TASK TO CARRY OUT: Please write out all the data exactly as shown.

Natural language region descriptions:
=======
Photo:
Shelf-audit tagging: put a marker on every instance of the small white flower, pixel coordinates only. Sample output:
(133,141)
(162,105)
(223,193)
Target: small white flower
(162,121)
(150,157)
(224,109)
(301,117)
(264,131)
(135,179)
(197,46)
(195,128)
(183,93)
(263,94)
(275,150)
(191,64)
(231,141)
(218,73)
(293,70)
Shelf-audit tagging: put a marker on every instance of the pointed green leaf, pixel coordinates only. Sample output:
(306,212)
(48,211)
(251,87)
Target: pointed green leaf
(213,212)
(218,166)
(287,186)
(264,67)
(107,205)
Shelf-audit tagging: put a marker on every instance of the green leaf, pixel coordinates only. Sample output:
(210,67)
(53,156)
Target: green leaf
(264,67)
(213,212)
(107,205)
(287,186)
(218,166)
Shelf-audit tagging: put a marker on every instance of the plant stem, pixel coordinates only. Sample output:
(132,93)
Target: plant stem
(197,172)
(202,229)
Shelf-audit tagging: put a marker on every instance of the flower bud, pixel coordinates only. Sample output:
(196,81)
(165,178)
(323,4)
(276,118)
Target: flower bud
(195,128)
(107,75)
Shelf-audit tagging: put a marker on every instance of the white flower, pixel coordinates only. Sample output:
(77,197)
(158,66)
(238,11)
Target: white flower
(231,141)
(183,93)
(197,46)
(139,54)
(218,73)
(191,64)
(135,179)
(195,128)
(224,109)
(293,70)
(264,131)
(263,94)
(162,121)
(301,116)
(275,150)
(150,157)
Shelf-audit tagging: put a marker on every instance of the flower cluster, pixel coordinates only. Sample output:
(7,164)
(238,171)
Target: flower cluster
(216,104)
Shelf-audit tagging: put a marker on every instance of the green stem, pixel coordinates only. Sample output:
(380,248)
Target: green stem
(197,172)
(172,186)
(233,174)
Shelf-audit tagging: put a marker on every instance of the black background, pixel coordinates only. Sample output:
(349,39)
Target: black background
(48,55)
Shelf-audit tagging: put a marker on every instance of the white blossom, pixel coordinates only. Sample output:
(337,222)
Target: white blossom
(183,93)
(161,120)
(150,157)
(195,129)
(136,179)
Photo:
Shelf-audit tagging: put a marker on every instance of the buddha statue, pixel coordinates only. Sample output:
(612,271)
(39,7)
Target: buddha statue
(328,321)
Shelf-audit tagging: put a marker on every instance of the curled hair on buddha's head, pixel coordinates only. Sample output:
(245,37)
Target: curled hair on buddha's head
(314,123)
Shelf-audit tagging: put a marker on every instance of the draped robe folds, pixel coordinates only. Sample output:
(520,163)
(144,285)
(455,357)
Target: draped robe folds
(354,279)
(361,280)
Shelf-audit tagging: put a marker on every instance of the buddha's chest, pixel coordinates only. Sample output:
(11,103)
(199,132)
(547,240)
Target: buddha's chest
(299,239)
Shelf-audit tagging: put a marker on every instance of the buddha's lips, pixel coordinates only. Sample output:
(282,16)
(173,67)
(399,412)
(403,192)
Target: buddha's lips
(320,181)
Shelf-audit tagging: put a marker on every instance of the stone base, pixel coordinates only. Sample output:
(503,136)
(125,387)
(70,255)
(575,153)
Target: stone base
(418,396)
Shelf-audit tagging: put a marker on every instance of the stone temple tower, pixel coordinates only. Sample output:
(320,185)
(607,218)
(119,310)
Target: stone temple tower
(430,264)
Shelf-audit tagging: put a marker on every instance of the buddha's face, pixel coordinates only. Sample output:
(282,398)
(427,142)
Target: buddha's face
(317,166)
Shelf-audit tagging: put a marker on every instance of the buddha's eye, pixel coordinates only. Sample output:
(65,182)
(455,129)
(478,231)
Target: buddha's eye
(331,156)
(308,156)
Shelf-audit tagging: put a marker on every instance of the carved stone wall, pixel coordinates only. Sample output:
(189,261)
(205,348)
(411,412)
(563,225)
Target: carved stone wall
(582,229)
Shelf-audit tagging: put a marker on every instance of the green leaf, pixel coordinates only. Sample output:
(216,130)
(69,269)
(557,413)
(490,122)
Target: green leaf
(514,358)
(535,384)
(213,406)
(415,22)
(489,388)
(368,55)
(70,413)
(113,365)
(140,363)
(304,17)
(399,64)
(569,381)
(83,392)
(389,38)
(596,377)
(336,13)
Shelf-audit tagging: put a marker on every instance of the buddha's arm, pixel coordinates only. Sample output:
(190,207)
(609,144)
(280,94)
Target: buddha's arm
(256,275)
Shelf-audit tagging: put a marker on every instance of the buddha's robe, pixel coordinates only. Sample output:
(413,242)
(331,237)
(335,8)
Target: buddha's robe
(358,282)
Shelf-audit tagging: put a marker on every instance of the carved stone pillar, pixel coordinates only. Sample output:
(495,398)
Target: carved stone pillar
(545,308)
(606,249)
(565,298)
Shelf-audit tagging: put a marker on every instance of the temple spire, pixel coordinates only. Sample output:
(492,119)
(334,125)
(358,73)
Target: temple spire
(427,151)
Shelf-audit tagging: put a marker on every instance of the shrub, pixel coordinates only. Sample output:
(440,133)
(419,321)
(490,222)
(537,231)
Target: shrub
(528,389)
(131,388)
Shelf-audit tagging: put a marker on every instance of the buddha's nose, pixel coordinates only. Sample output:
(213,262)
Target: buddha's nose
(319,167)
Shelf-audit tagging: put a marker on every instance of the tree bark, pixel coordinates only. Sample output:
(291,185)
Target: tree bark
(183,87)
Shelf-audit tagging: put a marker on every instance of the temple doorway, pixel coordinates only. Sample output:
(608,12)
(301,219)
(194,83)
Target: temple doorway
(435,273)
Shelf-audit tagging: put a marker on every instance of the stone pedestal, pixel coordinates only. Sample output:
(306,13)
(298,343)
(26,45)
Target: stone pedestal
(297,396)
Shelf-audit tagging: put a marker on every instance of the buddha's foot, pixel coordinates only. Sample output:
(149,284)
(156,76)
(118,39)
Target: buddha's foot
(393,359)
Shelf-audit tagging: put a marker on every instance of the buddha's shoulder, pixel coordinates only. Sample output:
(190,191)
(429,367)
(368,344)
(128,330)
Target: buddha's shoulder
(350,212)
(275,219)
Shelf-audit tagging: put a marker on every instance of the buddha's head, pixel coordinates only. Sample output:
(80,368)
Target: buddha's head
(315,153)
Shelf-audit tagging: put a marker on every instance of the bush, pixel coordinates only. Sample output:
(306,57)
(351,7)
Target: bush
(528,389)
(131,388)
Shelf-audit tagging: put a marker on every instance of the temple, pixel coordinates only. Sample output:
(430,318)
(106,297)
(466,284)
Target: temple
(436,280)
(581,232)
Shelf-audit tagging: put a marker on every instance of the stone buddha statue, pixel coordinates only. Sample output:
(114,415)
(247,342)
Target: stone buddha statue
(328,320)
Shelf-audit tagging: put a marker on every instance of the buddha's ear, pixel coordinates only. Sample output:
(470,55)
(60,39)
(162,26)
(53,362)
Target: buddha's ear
=======
COMPLETED EXERCISE:
Photo:
Shelf-audit tagging: put a marker on every instance of the small white flower, pixel coordinates only. Sample output:
(133,141)
(162,105)
(223,193)
Target: small white flower
(162,121)
(150,157)
(224,109)
(301,117)
(264,131)
(135,179)
(197,46)
(195,128)
(183,93)
(263,94)
(275,150)
(191,64)
(231,141)
(218,73)
(293,70)
Shelf-audit tagging: put a marker on every instance of the pointed green leaf, pixel coordinates only. Sample output:
(306,212)
(48,211)
(251,87)
Target: pointed green leaf
(213,212)
(218,166)
(287,186)
(264,67)
(107,205)
Shelf-audit tagging: put a marker on every instance of the green leaf, pixel coordinates only. Sample output:
(210,67)
(53,156)
Target: green leaf
(264,67)
(213,212)
(107,205)
(287,186)
(218,166)
Shelf-audit tagging: put a marker on every instance of the plant stem, pixel coordinates only. Sample output:
(132,93)
Target: plant stem
(197,172)
(202,229)
Shelf-audit tagging: put a marker on every instance of the flower bud, pixel coordinates only. Sample output:
(196,81)
(165,178)
(323,4)
(276,118)
Target: flower bud
(195,128)
(107,75)
Shelf-audit tagging: put a marker on every instance of the white flower, pixel coordinates only. Sample output:
(77,197)
(158,66)
(238,11)
Target: white flower
(231,141)
(183,93)
(197,46)
(139,54)
(218,73)
(191,64)
(135,179)
(195,128)
(224,109)
(293,70)
(264,131)
(263,94)
(162,121)
(301,116)
(275,150)
(150,157)
Shelf-audit tagging: put a marker on every instance of the flower cluster, pixel coordinates only. Sample output:
(7,164)
(238,171)
Target: flower cluster
(216,104)
Shelf-audit tagging: put a marker on every instance of the green stem, pixel coordinates only. Sample output:
(380,248)
Target: green stem
(197,172)
(172,186)
(233,174)
Shelf-audit tagging: put a marker on every instance of the black background, pixel coordinates only. Sample output:
(349,39)
Target: black background
(48,55)
Shelf-audit tagging: put a marker on every instance of the white blossom, pixel coordinates only. Sample output:
(337,222)
Target: white blossom
(183,93)
(161,120)
(150,157)
(195,129)
(136,179)
Photo:
Shelf-audit tagging: put a marker on every instance of the buddha statue, pixel coordinates only. Sample output:
(612,271)
(39,7)
Target: buddha statue
(328,321)
Shelf-audit tagging: put a marker on every instance of the curled hair on buddha's head, pixel coordinates only. Sample output:
(245,37)
Target: curled hair on buddha's head
(314,123)
Shelf-audit tagging: put a marker on every instance of the draped robe folds, pixel coordinates only. Sample output:
(520,163)
(144,285)
(455,357)
Target: draped robe folds
(354,279)
(361,280)
Shelf-audit tagging: put a marker on every instance of the buddha's chest, pixel coordinates only. Sample output:
(11,103)
(199,132)
(547,240)
Target: buddha's chest
(299,239)
Shelf-audit tagging: put a marker on every instance of the buddha's lips, pixel coordinates only. Sample output:
(282,16)
(173,67)
(399,412)
(403,192)
Target: buddha's lips
(320,181)
Shelf-audit tagging: put a marker on every instance of the stone base, pixel coordinates only. Sample output:
(503,136)
(125,387)
(70,255)
(575,153)
Target: stone base
(418,396)
Shelf-audit tagging: put a marker on every instance of the stone temple tower, pixel coordinates only. Sample output:
(320,185)
(607,218)
(119,310)
Target: stone temple tower
(430,264)
Shelf-audit tagging: put a marker on every instance of the buddha's face, pixel coordinates only. Sample output:
(282,398)
(427,142)
Target: buddha's face
(317,166)
Shelf-audit tagging: put a marker on every instance of the buddha's eye, pixel coordinates only. Sample output:
(65,182)
(455,129)
(478,231)
Target: buddha's eye
(331,156)
(308,156)
Shelf-audit tagging: put a marker on every instance of the carved stone wall, pixel coordinates only. Sample output:
(189,261)
(205,348)
(411,412)
(563,225)
Target: carved stone wall
(582,229)
Shelf-audit tagging: put a marker on every instance of the green leaf, pixel coordinates only. Sample output:
(216,130)
(69,269)
(557,413)
(490,122)
Target: green leaf
(514,358)
(535,384)
(213,406)
(415,22)
(489,388)
(368,55)
(70,413)
(113,365)
(140,363)
(304,17)
(399,64)
(569,381)
(83,392)
(389,38)
(596,377)
(336,13)
Shelf-audit tagging: put a marker on every instance of the buddha's arm, pixel coordinates only. Sample output:
(190,207)
(609,144)
(280,94)
Target: buddha's arm
(256,275)
Shelf-audit tagging: put a marker on every instance of the buddha's robe, pixel coordinates only. Sample output:
(413,242)
(331,237)
(335,8)
Target: buddha's robe
(358,282)
Shelf-audit tagging: put a marker on every instance of the carved stone pillar, pixel coordinates only. Sample output:
(495,398)
Target: carved stone pillar
(545,308)
(606,249)
(565,298)
Shelf-audit tagging: put a marker on every instance of the temple spire, pixel coordinates only. Sample output:
(492,119)
(334,125)
(358,73)
Target: temple spire
(427,151)
Shelf-audit tagging: put a marker on every instance of the shrub, pixel coordinates only. Sample output:
(440,133)
(419,321)
(490,222)
(537,231)
Target: shrub
(528,389)
(131,388)
Shelf-audit tagging: put a marker on every instance of the buddha's nose, pixel coordinates only. Sample output:
(213,262)
Target: buddha's nose
(319,167)
Shelf-audit tagging: put a marker on every instance of the tree bark, pixel coordinates only. Sample output:
(291,185)
Target: tree bark
(183,87)
Shelf-audit tagging: put a marker on every instance of the temple doorway, pixel coordinates only. Sample output:
(608,12)
(301,219)
(194,83)
Target: temple doorway
(435,273)
Shelf-audit tagging: put a marker on every instance of the stone pedestal, pixel coordinates only. Sample output:
(306,13)
(298,343)
(26,45)
Target: stone pedestal
(297,396)
Shelf-audit tagging: put a marker on every instance of the buddha's foot, pixel coordinates only. Sample output:
(149,284)
(156,76)
(118,39)
Target: buddha's foot
(393,359)
Shelf-audit tagging: put a marker on every instance of the buddha's shoulder, pixel coordinates only. Sample output:
(190,191)
(429,367)
(368,344)
(128,330)
Target: buddha's shoulder
(350,212)
(275,219)
Shelf-audit tagging: put a marker on every instance of the buddha's head, pixel coordinates only. Sample output:
(80,368)
Target: buddha's head
(315,153)
Shelf-audit tagging: put a marker on every instance of the bush, pixel coordinates only. Sample output:
(306,57)
(351,7)
Target: bush
(528,389)
(131,388)
Shelf-audit tagging: put a marker on every instance of the temple, pixel coordinates only. Sample output:
(430,318)
(106,297)
(466,284)
Target: temple
(436,280)
(581,232)
Shelf-audit tagging: put a marker on every instance of the stone buddha statue, pixel coordinates only. Sample output:
(114,415)
(247,342)
Target: stone buddha statue
(328,320)
Shelf-audit tagging: put a marker on every instance of the buddha's ear, pixel coordinates only. Sample output:
(470,55)
(60,39)
(162,26)
(53,362)
Target: buddha's ear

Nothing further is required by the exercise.